**What you need to do**: Take each line of the material that includes "wheel" and copy it.
━━━ Raw data
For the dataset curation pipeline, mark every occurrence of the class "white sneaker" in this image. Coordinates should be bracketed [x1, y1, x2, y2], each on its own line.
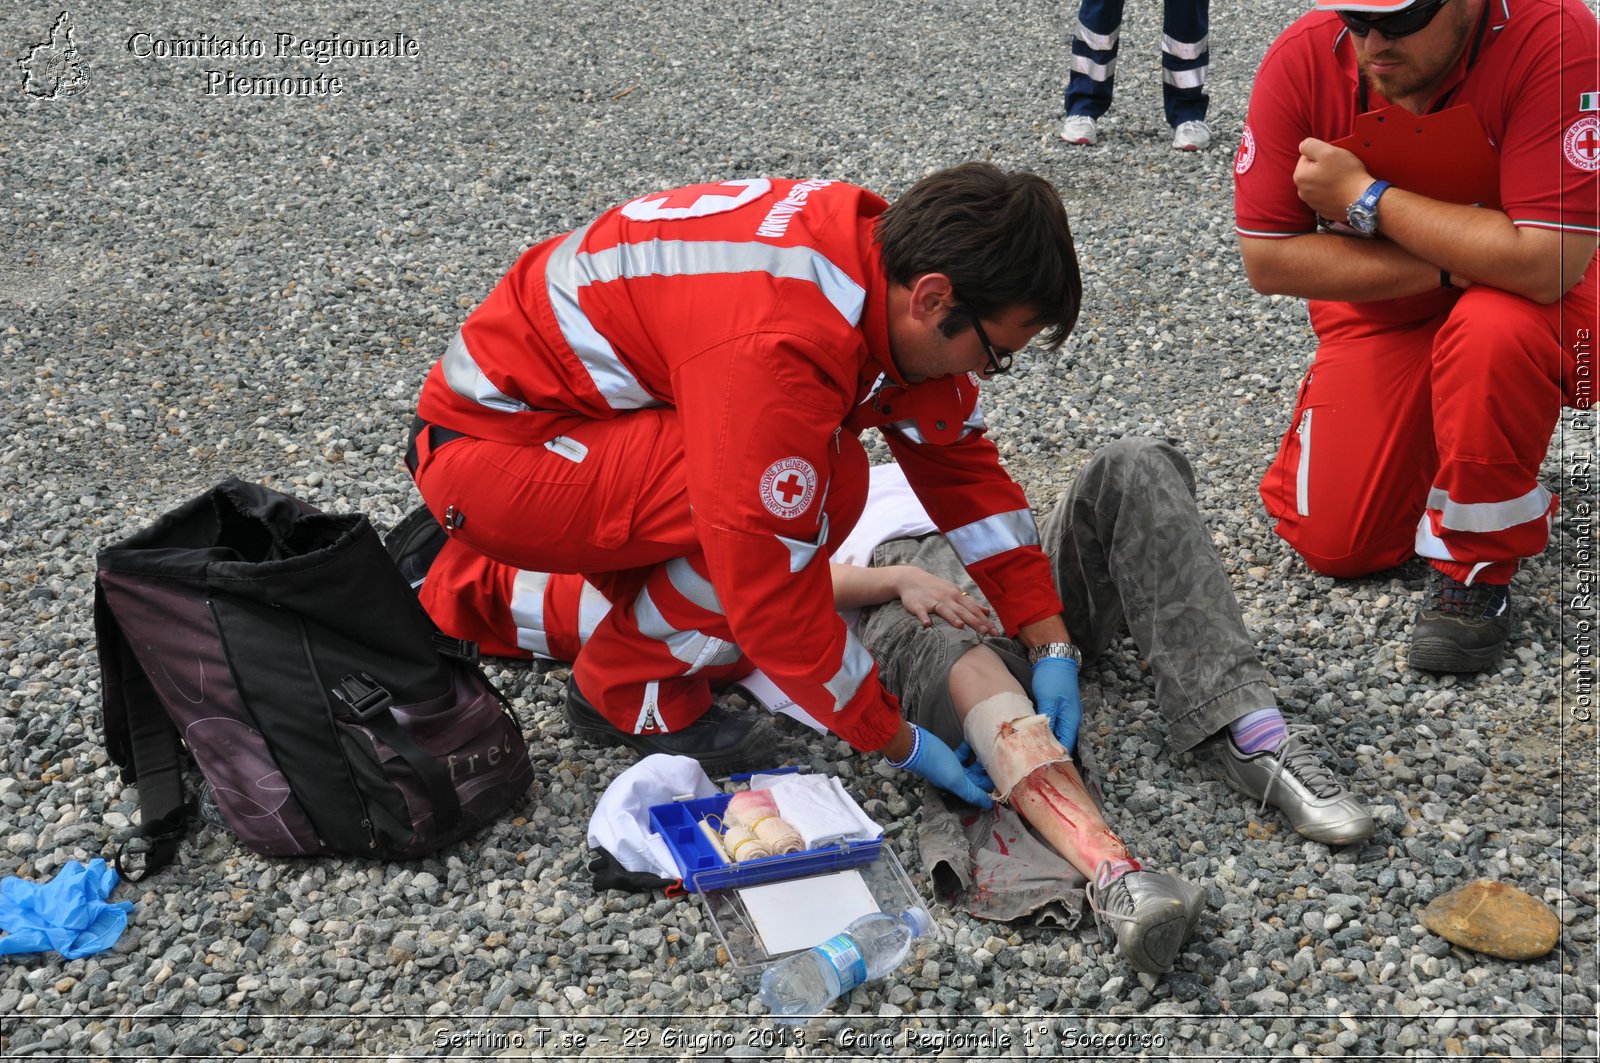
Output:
[1172, 120, 1211, 151]
[1060, 115, 1098, 145]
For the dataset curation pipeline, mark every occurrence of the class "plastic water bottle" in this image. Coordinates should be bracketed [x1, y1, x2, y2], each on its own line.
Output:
[758, 907, 934, 1021]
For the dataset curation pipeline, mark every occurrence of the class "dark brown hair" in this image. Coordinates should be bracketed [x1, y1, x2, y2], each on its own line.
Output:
[875, 162, 1081, 350]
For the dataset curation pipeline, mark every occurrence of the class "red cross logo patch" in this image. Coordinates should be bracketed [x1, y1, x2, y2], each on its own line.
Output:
[759, 457, 818, 520]
[1235, 125, 1257, 176]
[1564, 116, 1600, 172]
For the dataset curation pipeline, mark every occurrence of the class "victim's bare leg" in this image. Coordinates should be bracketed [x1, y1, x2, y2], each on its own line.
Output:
[948, 642, 1202, 974]
[946, 644, 1132, 877]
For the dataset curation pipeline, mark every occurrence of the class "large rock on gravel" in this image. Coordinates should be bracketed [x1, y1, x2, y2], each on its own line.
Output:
[1421, 879, 1561, 960]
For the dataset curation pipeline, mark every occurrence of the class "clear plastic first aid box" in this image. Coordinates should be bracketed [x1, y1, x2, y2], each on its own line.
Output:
[648, 789, 926, 972]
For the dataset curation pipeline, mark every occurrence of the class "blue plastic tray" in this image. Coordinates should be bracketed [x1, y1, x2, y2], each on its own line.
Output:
[648, 793, 884, 894]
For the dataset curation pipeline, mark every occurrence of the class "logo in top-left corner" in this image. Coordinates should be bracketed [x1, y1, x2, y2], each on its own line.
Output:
[18, 11, 87, 99]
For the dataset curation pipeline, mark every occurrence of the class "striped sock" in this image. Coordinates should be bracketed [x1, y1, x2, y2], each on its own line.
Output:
[1229, 707, 1287, 754]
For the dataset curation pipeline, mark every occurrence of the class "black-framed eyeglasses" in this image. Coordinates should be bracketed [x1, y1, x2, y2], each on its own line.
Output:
[962, 306, 1015, 375]
[1338, 0, 1451, 40]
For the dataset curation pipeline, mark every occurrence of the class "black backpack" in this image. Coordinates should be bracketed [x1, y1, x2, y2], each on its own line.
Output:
[93, 479, 535, 878]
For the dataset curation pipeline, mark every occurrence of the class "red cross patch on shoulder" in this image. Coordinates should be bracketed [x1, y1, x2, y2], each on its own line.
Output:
[1235, 125, 1257, 176]
[759, 457, 818, 519]
[1564, 116, 1600, 172]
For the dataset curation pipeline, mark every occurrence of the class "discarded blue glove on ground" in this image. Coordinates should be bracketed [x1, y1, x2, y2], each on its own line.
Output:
[0, 858, 133, 960]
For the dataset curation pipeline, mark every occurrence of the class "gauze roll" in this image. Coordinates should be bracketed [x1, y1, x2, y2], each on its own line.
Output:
[726, 790, 805, 855]
[720, 819, 772, 862]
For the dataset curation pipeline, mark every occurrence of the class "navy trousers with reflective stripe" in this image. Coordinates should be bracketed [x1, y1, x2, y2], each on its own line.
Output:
[1064, 0, 1209, 127]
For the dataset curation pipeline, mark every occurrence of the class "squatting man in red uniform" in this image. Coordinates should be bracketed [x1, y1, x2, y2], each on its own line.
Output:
[395, 162, 1370, 848]
[1235, 0, 1599, 672]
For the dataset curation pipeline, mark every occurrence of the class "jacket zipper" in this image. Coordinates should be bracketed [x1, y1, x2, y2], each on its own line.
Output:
[1295, 409, 1313, 517]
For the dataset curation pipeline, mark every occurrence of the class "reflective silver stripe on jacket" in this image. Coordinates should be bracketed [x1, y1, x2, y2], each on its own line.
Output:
[634, 587, 742, 674]
[575, 240, 867, 324]
[546, 224, 661, 411]
[512, 571, 613, 657]
[443, 331, 531, 414]
[511, 570, 554, 657]
[575, 581, 613, 642]
[776, 513, 831, 574]
[885, 401, 987, 445]
[945, 508, 1041, 566]
[665, 556, 724, 614]
[1413, 514, 1454, 561]
[544, 229, 868, 411]
[1427, 485, 1552, 534]
[823, 632, 875, 713]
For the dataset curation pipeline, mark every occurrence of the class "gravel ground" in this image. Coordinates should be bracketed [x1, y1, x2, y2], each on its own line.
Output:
[2, 0, 1596, 1058]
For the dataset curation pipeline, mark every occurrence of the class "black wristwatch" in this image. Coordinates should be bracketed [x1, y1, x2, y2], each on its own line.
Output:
[1027, 641, 1081, 666]
[1345, 179, 1391, 236]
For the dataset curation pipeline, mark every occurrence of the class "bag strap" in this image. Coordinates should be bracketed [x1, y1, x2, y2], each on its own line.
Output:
[330, 674, 462, 835]
[96, 598, 192, 881]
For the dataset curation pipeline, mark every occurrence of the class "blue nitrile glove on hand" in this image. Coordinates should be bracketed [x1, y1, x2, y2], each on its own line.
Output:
[886, 725, 994, 809]
[1031, 655, 1084, 755]
[952, 741, 996, 796]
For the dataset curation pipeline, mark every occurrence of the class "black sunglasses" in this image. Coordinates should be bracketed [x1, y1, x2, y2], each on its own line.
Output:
[962, 306, 1015, 375]
[1339, 0, 1451, 39]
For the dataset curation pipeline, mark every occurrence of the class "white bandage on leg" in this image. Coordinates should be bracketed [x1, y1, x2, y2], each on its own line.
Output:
[961, 693, 1072, 802]
[961, 692, 1034, 764]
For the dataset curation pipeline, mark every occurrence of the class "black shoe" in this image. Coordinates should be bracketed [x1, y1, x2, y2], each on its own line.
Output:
[563, 676, 778, 776]
[384, 505, 447, 592]
[1410, 569, 1512, 673]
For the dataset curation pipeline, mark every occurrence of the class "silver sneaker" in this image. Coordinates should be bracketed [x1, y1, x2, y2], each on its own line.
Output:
[1177, 875, 1206, 939]
[1213, 724, 1374, 846]
[1086, 865, 1200, 975]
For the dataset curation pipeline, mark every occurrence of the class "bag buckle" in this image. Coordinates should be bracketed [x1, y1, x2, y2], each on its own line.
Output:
[432, 632, 480, 664]
[332, 673, 394, 722]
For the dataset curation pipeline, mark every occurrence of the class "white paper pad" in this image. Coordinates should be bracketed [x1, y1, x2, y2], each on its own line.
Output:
[738, 869, 879, 955]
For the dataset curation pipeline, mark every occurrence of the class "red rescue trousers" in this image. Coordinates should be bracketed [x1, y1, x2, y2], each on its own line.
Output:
[1260, 262, 1598, 584]
[409, 407, 871, 734]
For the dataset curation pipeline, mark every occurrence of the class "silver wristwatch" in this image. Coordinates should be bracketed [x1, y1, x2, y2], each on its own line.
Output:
[1027, 641, 1081, 665]
[1345, 179, 1391, 237]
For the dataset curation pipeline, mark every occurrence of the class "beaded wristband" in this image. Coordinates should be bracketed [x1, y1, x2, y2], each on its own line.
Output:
[883, 725, 922, 770]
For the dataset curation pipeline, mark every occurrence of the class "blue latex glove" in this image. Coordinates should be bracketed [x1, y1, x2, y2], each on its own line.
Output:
[0, 859, 133, 961]
[1031, 656, 1084, 754]
[952, 740, 996, 796]
[887, 725, 994, 809]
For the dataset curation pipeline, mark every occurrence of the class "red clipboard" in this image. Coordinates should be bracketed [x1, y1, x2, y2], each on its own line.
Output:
[1332, 104, 1500, 208]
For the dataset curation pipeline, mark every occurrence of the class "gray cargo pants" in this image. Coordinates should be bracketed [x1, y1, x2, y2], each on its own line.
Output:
[860, 437, 1273, 753]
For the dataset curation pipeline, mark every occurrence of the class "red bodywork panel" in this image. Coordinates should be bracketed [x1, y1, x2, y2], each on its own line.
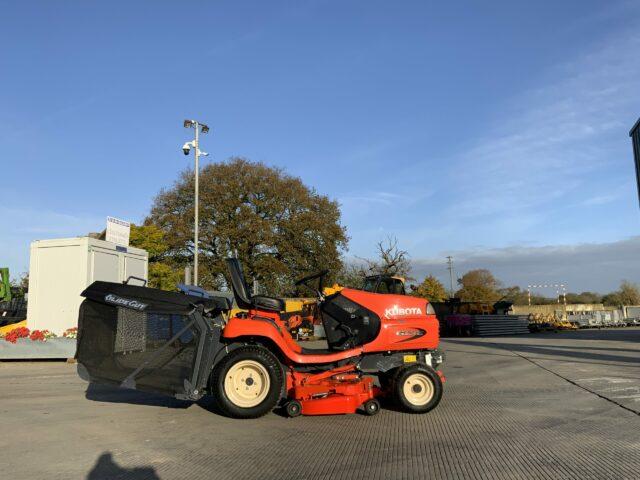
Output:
[222, 288, 439, 364]
[222, 310, 364, 364]
[340, 288, 439, 352]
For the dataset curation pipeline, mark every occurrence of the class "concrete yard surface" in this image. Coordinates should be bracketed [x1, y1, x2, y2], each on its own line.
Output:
[1, 328, 639, 479]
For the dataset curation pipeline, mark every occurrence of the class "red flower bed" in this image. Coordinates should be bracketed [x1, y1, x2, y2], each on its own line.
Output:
[63, 327, 78, 339]
[29, 329, 56, 342]
[4, 326, 30, 343]
[3, 327, 57, 343]
[29, 330, 45, 341]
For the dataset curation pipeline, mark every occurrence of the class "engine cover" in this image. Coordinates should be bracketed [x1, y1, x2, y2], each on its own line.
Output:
[339, 288, 440, 352]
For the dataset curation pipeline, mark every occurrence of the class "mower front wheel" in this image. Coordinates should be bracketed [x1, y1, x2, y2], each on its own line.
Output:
[392, 364, 442, 414]
[211, 345, 283, 419]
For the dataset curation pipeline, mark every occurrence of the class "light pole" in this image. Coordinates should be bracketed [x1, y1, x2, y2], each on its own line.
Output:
[446, 256, 455, 298]
[182, 119, 210, 286]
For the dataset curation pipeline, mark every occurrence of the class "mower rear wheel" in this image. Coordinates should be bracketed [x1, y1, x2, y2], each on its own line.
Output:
[392, 365, 442, 413]
[363, 399, 380, 416]
[211, 345, 283, 419]
[285, 400, 302, 418]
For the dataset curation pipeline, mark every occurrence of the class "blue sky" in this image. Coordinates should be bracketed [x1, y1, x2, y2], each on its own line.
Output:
[2, 1, 639, 292]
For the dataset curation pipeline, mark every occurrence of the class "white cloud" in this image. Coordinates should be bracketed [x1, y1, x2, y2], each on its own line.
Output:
[410, 236, 640, 293]
[444, 28, 640, 224]
[581, 193, 621, 206]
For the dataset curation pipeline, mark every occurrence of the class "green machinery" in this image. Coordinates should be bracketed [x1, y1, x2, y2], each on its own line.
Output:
[0, 268, 11, 303]
[0, 268, 28, 327]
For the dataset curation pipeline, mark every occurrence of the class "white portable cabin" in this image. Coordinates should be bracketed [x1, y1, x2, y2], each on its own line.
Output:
[26, 237, 148, 335]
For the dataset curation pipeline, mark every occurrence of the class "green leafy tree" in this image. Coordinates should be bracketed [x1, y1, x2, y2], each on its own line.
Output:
[148, 263, 182, 291]
[455, 269, 501, 302]
[602, 292, 622, 307]
[147, 157, 348, 294]
[335, 263, 367, 289]
[129, 224, 181, 290]
[9, 272, 29, 298]
[411, 275, 447, 302]
[130, 223, 170, 259]
[564, 291, 602, 304]
[497, 286, 553, 305]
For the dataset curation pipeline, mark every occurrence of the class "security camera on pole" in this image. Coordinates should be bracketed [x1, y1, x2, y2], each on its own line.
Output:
[182, 119, 210, 286]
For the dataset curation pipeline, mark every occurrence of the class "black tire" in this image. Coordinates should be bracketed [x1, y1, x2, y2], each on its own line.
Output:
[211, 345, 283, 419]
[392, 364, 442, 414]
[363, 399, 380, 416]
[286, 400, 302, 418]
[378, 371, 395, 393]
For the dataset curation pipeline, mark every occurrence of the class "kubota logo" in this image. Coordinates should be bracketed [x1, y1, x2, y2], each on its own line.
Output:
[384, 305, 422, 318]
[104, 294, 148, 311]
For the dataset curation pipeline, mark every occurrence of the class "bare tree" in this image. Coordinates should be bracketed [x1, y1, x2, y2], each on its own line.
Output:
[358, 236, 412, 278]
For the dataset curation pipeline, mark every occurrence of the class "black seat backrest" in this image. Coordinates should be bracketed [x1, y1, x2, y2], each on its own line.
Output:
[225, 258, 253, 310]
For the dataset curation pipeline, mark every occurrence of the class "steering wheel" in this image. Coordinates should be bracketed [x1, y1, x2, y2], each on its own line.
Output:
[294, 270, 329, 298]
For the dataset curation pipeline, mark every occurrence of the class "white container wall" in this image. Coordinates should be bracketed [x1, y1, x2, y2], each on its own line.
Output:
[26, 237, 148, 335]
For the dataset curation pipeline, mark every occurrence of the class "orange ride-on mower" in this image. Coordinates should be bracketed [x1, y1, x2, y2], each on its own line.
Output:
[76, 258, 445, 418]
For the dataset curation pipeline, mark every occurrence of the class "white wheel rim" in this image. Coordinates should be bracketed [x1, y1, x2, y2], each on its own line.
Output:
[224, 360, 271, 408]
[403, 373, 434, 406]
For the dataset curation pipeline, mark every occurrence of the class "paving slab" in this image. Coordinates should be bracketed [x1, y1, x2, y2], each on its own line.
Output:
[0, 328, 639, 479]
━━━━━━
**Answer to the problem**:
For the dataset curation pipeline, mark every occurrence of the class "mower front wheel" in this image. Coordinates should be bracketed [x1, y1, x2, y2], each on its own line.
For the dataset curation pipeline, mark every occurrence of the class "mower rear wheel" in this image. Coordinates should be bracketed [x1, y1, x2, y2], each on its own line.
For the dataset curation pipeline, mark every occurrence of the class "steering wheel" in this image. Coordinates should be bracketed [x1, y1, x2, y2], each on its own line.
For the dataset curation pipeline, mark every occurrence of the class "white wheel rim" in this image. Coordinates should be bracketed [x1, y1, x2, y2], each on its own line.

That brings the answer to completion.